_Tasks_.
1) From the post on faith, write out the words from "Eli smiled. 'You" to "with my own.".
2) In the post on faith, what does the writer say they feel as they come closer to Him? List each feeling.

_Passage shown_.
This was the turning point - the point where men turn their backs on God and the Church, the point where other men turn their backs on their families... the point where I could turn away from my faith, or turn to God, away from my own desires and demands. That night I put everything on the altar of sacrifice, and told the Lord I would do anything He asked.

For me, the first hard thing to do was to talk with my bishop. I have pride issues, and Satan convinced me that talking with him would mark me in his eyes, destroy my reputation, hurt my ability to serve others. But none of that happened. I went to him, honestly explained everything, and asked for his help... and he listened, and helped me to be healed. And thus began the process of reclaiming my life and who I was.

Reclaiming who I was wasn't that easy. Over years, beliefs, needs, and addictions had taken root in my heart, and I had to cut them out to begin to be healed. And, perhaps most difficult, I had to believe each day that when I cut out part of my heart, God would make me whole. I had to believe that leaving myself vulnerable, with unmet needs, would give God the room to come more fully into my life.

And, somehow, He did. As I turned to Him and found peace in the little things of the gospel, withdrawal and depression, pain and isolation, ostracism and fear and tears slowly gave way to a new set of beliefs - not only am I a child of God, but each day I can come closer to Him. With Him, I can overcome any trial. And as I come closer to Him, I feel what He feels - joy, fulfillment, peace, hope, faith, love. Today, the gospel, and all its blessings, is true for me.

I'll probably have other beliefs that will compete in my heart for space as life continues - beliefs about who I am, constructions from the world or society that tell me who I should be. But hopefully, in the future, I'll have the foresight to be true to who I really am and pull them out as soon as they begin to strangle the tree of life that is slowly growing in my heart. And, someday... that tree will bear fruit... and I'll be the man God sees deep inside me - perfected, purified, and at peace - in His presence once more.


  1. Reading this post (especially the last few paragraphs) reminds me of a little book. Have you ever read Max Lucado's "You Are Special"? It must be read in the little board book version for the ultimate impact. =]

    To preface- the little wooden people put golden star stickers on those who were pretty or had amazing talents. And they put gray dot stickers on those with rough wood/chipped paint/or fumbled. The main character, Punchinello, goes to visit Eli, the woodcarver.

    Eli explains "The stickers only stick if they matter to you. The more you trust my love, the less you care about their stickers.'
    "I'm not sure I understand."
    Eli smiled. 'You will, but it will take time. For now, come to see me every day and let me remind you how much I care.'
    'Remember,' Eli said as Punchinello was leaving, 'you are special because I made you. And I don't make mistakes.'
    Punchinello didn't stop, but in his heart he thought, I think he really means it.
    And when he did, a dot fell to the ground."

    The little book is an excellent little reminder of the love He has for me. Sometimes, I even replace Punchinello's name with my own.

  2. Thank you for this post. This was beautiful.

  3. http://lds.org/general-conference/1993/10/truth-is-the-issue?lang=eng&query=truth+issue

  4. Not just beautiful. Powerful. Thank you for sharing your strength.

  5. I found what you had to say very insightful and parts of it resonated with me. However, You state: "the point where men turn their backs on God and the Church, the point where other men turn their backs on their families... the point where I could turn away from my faith, or turn to God" --- I want to assert that in making the decision that is the reverse of the coin that you do not need to turn your back on God. The decision isn't necessarily turn away from faith or turn to God. That is far to black and white. There are whole shades of grey to look at.

_Entries shown_.
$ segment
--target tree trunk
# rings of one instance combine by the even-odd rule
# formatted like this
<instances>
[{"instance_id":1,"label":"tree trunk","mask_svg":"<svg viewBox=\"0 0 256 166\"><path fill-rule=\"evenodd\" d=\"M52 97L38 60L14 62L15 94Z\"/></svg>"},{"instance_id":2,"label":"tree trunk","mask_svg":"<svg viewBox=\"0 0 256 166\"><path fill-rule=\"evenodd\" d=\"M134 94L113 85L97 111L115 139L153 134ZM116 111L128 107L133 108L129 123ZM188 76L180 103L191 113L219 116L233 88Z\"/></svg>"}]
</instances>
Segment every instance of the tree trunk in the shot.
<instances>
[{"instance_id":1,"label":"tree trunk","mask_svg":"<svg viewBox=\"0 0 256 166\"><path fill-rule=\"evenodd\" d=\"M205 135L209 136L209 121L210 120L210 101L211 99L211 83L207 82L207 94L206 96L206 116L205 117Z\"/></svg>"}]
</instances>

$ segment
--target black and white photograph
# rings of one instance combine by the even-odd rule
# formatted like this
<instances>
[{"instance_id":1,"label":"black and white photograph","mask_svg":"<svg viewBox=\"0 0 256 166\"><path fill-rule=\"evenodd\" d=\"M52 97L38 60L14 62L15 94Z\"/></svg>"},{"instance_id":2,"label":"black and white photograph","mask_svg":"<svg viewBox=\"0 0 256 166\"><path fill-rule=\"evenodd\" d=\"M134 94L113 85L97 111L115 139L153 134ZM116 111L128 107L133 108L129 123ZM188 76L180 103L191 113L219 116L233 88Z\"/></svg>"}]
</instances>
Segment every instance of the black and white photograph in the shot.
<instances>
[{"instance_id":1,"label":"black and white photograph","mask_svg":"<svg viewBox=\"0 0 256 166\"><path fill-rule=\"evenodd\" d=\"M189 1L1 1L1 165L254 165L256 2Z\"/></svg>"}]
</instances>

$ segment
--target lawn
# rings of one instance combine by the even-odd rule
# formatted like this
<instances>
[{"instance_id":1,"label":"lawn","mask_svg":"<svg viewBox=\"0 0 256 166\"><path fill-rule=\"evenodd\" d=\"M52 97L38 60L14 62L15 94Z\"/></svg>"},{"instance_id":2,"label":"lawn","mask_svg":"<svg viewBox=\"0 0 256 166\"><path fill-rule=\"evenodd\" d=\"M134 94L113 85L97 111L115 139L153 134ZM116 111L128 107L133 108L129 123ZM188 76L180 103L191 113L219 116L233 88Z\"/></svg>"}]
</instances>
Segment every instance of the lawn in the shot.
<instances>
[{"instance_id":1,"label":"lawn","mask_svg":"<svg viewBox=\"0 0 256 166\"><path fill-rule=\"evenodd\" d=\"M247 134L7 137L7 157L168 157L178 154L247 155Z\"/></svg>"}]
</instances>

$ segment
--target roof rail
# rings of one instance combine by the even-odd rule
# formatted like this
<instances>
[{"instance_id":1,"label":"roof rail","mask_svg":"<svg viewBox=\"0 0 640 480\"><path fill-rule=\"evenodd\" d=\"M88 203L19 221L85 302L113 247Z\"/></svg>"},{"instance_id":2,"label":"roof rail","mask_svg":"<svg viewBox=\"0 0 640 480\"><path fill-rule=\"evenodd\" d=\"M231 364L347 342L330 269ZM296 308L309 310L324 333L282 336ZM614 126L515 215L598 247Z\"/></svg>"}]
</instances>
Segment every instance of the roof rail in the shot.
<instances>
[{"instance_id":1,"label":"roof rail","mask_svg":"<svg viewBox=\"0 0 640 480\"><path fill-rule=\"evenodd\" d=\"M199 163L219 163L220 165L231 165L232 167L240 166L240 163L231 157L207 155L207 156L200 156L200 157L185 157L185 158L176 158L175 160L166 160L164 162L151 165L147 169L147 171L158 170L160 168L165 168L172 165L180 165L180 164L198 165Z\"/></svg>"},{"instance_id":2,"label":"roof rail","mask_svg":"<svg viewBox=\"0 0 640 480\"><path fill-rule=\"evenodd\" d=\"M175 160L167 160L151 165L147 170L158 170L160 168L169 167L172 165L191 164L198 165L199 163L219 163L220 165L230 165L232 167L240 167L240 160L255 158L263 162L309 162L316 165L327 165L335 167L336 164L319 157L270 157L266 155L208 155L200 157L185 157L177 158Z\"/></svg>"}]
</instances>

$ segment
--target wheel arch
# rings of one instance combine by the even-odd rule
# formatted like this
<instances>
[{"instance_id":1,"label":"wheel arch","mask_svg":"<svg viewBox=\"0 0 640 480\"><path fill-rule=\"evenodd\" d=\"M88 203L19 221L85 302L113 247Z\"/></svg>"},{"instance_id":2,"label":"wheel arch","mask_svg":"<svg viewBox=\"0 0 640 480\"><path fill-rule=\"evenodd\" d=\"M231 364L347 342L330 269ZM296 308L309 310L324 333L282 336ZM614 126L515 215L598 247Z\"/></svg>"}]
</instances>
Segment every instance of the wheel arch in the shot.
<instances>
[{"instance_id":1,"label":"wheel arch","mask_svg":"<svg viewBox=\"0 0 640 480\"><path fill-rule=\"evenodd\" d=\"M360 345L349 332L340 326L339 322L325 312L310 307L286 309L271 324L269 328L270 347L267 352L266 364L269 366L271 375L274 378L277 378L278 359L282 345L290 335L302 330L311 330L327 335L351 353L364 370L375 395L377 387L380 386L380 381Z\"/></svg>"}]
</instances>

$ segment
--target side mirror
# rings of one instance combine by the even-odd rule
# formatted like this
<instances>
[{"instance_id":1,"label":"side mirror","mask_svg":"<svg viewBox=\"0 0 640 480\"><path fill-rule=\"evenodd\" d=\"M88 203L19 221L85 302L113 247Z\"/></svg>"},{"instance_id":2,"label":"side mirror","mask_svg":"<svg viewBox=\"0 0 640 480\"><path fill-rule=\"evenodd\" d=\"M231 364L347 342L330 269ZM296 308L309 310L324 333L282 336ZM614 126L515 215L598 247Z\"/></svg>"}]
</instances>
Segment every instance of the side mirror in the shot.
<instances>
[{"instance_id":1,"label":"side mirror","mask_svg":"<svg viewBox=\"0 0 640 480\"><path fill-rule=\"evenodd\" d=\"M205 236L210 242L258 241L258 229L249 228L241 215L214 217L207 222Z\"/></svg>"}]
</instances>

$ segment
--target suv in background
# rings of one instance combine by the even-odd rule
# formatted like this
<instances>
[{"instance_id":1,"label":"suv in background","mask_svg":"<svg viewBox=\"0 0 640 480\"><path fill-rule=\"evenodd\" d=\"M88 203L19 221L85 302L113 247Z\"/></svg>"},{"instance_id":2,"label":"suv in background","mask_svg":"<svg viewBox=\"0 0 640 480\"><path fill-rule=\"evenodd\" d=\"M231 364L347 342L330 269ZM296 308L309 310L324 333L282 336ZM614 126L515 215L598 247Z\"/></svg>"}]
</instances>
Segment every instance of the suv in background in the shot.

_Solutions in order_.
1)
Eli smiled. 'You will, but it will take time. For now, come to see me every day and let me remind you how much I care.'
    'Remember,' Eli said as Punchinello was leaving, 'you are special because I made you. And I don't make mistakes.'
    Punchinello didn't stop, but in his heart he thought, I think he really means it.
    And when he did, a dot fell to the ground."

    The little book is an excellent little reminder of the love He has for me. Sometimes, I even replace Punchinello's name with my own.

2) joy, fulfillment, peace, hope, faith, love